* [STRONA]:
%%

Polityczna wojna o stolicę z Powstaniem Warszawskim w tle
PO wyciąga sejmowe głosowania sprzed dwóch lat, by pokazać, że Patryk Jaki nie chciał budowy Domu Powstańca. PiS odkopuje archiwalny film z kampanii Rafała Trzaskowskiego, który rzekomo szkaluje pamięć o polskich bohaterach. Na dzień przed rocznicą Powstania Warszawskiego emocje sięgają zenitu, a poziom dyskusji - poziomu bruku.
Wtorek rano, dzień przed obchodami rocznicy wybuchu Powstania Warszawskiego. Dawid Wildstein z TVP publikuje na Twitterze 20-sekundowy spot z kampanii Rafała Trzaskowskiego z 2009 r. W klipie występuje znany aktor Michał Żebrowski, przyjaciel polityka PO. Stoi przy ścianie, w ustach papieros, czarna opaska na oczach. "Za Rafała!" - krzyczy aktor. Odgłos strzału.

%%

* [ZADANIE DO WYKONANIA]: Przepisz wszystko z tekstu o politycznej wojnie o stolicę od „Polityczna wojna o” aż po „- poziomu bruku.” i zamień „PiS” na „Prawo i Sprawiedliwość”.

* [WIERSZE DANYCH]:
%%

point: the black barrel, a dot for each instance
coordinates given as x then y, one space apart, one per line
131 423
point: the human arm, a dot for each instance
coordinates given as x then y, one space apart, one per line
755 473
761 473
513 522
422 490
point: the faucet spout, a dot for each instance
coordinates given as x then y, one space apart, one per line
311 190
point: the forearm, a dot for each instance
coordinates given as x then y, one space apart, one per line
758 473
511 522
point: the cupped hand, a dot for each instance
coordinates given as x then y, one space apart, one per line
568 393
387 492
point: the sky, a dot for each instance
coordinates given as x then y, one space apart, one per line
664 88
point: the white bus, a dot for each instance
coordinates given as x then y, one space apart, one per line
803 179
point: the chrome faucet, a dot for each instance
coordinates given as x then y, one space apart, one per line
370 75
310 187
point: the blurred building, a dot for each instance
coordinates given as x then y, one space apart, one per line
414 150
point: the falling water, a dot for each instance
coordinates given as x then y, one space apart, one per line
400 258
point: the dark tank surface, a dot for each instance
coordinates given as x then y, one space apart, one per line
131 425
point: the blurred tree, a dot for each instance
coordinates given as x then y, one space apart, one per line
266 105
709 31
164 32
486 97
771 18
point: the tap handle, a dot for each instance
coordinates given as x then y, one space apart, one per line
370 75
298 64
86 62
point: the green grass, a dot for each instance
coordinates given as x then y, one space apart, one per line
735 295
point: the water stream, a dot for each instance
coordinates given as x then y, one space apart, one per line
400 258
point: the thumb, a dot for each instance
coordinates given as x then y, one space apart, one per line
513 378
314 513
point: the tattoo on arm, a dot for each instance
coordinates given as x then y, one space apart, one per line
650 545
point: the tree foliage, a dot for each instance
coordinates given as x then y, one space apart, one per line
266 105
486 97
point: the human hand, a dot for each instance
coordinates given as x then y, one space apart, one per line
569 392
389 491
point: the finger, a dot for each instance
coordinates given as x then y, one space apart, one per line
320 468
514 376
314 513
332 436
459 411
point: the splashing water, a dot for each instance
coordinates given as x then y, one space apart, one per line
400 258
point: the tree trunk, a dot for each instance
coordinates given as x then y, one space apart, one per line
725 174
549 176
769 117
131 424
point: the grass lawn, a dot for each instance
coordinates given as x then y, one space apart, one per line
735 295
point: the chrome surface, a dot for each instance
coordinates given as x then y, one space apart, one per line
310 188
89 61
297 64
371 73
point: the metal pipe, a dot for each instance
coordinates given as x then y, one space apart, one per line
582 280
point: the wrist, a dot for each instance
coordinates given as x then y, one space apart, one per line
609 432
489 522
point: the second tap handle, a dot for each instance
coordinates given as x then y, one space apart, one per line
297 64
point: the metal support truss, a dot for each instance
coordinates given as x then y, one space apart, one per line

%%

* [ROZWIĄZANIE ZADANIA]:
Polityczna wojna o stolicę z Powstaniem Warszawskim w tle
PO wyciąga sejmowe głosowania sprzed dwóch lat, by pokazać, że Patryk Jaki nie chciał budowy Domu Powstańca. Prawo i Sprawiedliwość odkopuje archiwalny film z kampanii Rafała Trzaskowskiego, który rzekomo szkaluje pamięć o polskich bohaterach. Na dzień przed rocznicą Powstania Warszawskiego emocje sięgają zenitu, a poziom dyskusji - poziomu bruku.